_Stored data_
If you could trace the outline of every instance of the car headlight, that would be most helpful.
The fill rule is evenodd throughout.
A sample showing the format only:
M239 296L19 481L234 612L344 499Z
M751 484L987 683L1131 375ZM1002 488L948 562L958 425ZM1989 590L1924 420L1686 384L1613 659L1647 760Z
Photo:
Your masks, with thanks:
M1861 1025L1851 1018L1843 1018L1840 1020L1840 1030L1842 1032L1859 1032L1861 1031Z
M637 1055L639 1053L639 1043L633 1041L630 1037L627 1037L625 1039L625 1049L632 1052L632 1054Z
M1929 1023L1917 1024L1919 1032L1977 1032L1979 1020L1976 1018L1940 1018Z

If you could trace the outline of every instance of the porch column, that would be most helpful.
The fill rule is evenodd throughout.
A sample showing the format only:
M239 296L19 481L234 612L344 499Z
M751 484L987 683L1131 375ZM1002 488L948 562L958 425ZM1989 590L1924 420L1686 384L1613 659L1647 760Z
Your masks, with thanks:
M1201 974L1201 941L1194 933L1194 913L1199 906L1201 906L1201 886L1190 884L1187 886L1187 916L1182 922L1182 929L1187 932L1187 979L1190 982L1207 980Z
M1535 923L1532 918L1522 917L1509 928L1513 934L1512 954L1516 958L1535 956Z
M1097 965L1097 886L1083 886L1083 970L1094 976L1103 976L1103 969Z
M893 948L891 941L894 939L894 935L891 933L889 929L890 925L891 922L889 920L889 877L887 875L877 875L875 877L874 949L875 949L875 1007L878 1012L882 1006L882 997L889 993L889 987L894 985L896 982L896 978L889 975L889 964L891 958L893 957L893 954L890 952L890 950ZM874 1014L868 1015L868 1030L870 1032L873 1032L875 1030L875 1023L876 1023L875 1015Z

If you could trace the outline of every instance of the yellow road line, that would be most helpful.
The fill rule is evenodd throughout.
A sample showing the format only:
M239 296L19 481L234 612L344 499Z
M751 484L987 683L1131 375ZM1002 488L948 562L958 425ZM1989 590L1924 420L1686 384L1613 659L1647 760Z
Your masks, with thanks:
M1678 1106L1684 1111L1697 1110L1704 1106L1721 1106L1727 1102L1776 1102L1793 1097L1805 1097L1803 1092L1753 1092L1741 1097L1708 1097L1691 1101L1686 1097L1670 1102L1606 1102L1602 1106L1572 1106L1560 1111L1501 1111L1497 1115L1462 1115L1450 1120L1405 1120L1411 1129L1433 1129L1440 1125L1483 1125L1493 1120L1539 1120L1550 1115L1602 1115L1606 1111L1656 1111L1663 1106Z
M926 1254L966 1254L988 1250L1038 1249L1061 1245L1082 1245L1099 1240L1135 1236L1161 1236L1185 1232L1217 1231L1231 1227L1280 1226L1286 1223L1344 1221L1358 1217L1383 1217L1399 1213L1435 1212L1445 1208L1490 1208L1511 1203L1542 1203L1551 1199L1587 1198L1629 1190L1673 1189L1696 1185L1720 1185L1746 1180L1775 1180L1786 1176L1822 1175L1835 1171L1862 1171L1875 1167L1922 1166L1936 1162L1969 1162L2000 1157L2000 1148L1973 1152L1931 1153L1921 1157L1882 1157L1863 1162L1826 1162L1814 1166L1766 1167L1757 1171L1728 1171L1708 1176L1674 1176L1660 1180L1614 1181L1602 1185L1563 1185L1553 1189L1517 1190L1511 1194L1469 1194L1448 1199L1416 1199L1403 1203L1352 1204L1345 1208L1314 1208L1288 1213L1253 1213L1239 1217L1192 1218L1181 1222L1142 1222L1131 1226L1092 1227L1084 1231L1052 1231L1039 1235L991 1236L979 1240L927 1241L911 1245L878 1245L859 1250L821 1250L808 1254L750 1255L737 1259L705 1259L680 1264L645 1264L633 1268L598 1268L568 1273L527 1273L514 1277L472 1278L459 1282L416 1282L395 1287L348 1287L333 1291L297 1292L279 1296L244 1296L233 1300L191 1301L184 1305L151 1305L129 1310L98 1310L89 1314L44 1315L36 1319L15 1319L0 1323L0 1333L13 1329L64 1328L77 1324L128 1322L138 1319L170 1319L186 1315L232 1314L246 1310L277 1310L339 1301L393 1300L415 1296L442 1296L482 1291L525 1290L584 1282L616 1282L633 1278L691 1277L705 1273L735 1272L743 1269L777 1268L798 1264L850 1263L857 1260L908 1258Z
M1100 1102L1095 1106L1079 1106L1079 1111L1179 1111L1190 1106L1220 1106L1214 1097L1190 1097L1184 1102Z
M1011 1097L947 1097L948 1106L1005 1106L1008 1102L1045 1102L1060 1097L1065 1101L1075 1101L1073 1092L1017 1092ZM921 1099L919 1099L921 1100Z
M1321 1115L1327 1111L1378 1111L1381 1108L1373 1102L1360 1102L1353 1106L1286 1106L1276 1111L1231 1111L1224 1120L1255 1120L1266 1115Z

_Work instructions_
Could you transcribe every entry exactly, without altering anything?

_Result of this task_
If you could trace the outline of every instance of the car headlight, that would be most helpful.
The fill rule is evenodd throughout.
A sample showing the format only:
M239 296L19 481L234 612L344 499Z
M751 484L987 683L1131 375ZM1002 488L948 562L958 425ZM1989 590L1924 420L1686 384L1613 659L1647 760Z
Photo:
Your masks, with thanks:
M1861 1025L1851 1018L1843 1018L1840 1020L1840 1030L1842 1032L1859 1032L1861 1031Z
M637 1055L639 1053L639 1043L633 1041L630 1037L627 1037L625 1039L625 1049L632 1052L632 1054Z
M1929 1023L1917 1024L1919 1032L1977 1032L1979 1020L1976 1018L1940 1018Z

If you could trace the outline of every instance of the porch column, that would be most helpful.
The fill rule is evenodd throughout.
A sample showing the format only:
M239 296L19 481L234 612L344 499Z
M751 484L987 683L1131 375ZM1002 488L948 562L958 425ZM1989 590L1924 420L1686 384L1613 659L1647 760Z
Your masks, with thanks:
M1201 974L1201 941L1194 933L1194 913L1199 906L1201 906L1201 886L1190 884L1187 886L1187 916L1182 922L1182 929L1187 932L1187 979L1190 982L1207 980Z
M1535 923L1532 918L1522 917L1509 928L1513 934L1512 954L1516 958L1535 956Z
M1097 965L1097 886L1083 886L1083 970L1094 976L1103 976L1103 969Z
M893 948L891 941L894 939L894 935L891 933L889 929L890 925L891 922L889 920L889 877L887 875L877 875L875 877L874 949L875 949L875 1007L878 1012L882 1006L882 997L889 993L889 987L894 985L896 982L896 978L889 975L889 964L891 958L893 957L893 954L890 952L890 950ZM874 1014L868 1015L868 1030L870 1032L873 1032L875 1030L875 1023L876 1023L875 1015Z

If you could trace the outline of every instance of the yellow road line, that would be most helpful.
The fill rule is evenodd throughout.
A sample showing the format only:
M239 296L19 481L234 612L344 499Z
M751 484L987 683L1131 375ZM1002 488L948 562L958 425ZM1989 590L1924 420L1686 384L1613 659L1647 760Z
Your masks, with thanks:
M1678 1106L1684 1111L1697 1110L1704 1106L1721 1106L1727 1102L1776 1102L1793 1097L1805 1097L1803 1092L1753 1092L1741 1097L1708 1097L1691 1101L1686 1097L1670 1102L1606 1102L1602 1106L1572 1106L1560 1111L1501 1111L1497 1115L1462 1115L1450 1120L1405 1120L1411 1129L1433 1129L1440 1125L1483 1125L1493 1120L1539 1120L1550 1115L1602 1115L1606 1111L1656 1111L1663 1106Z
M926 1254L966 1254L988 1250L1038 1249L1061 1245L1082 1245L1099 1240L1135 1236L1161 1236L1185 1232L1217 1231L1231 1227L1280 1226L1286 1223L1344 1221L1358 1217L1383 1217L1399 1213L1435 1212L1445 1208L1490 1208L1511 1203L1542 1203L1551 1199L1587 1198L1629 1190L1673 1189L1696 1185L1720 1185L1746 1180L1775 1180L1786 1176L1822 1175L1835 1171L1862 1171L1875 1167L1922 1166L1936 1162L1969 1162L2000 1157L2000 1148L1973 1152L1931 1153L1921 1157L1882 1157L1863 1162L1826 1162L1814 1166L1766 1167L1757 1171L1728 1171L1708 1176L1674 1176L1660 1180L1614 1181L1602 1185L1563 1185L1553 1189L1517 1190L1511 1194L1469 1194L1448 1199L1416 1199L1403 1203L1352 1204L1345 1208L1314 1208L1288 1213L1253 1213L1239 1217L1192 1218L1181 1222L1142 1222L1131 1226L1092 1227L1084 1231L1052 1231L1039 1235L991 1236L979 1240L927 1241L911 1245L878 1245L859 1250L821 1250L808 1254L750 1255L737 1259L705 1259L680 1264L645 1264L633 1268L598 1268L568 1273L527 1273L514 1277L472 1278L459 1282L416 1282L395 1287L348 1287L333 1291L297 1292L279 1296L244 1296L233 1300L191 1301L184 1305L151 1305L129 1310L98 1310L89 1314L44 1315L36 1319L15 1319L0 1323L0 1333L13 1329L64 1328L77 1324L128 1322L138 1319L170 1319L186 1315L232 1314L246 1310L277 1310L339 1301L393 1300L415 1296L442 1296L482 1291L525 1290L584 1282L616 1282L633 1278L691 1277L705 1273L735 1272L743 1269L777 1268L798 1264L850 1263L857 1260L908 1258Z
M1100 1102L1095 1106L1079 1106L1079 1111L1179 1111L1190 1106L1220 1106L1214 1097L1190 1097L1184 1102Z
M1011 1097L947 1097L948 1106L1005 1106L1008 1102L1045 1102L1060 1097L1065 1101L1075 1101L1073 1092L1017 1092ZM921 1099L919 1099L921 1100Z
M1321 1115L1327 1111L1378 1111L1381 1108L1373 1102L1360 1102L1353 1106L1286 1106L1276 1111L1231 1111L1224 1120L1255 1120L1266 1115Z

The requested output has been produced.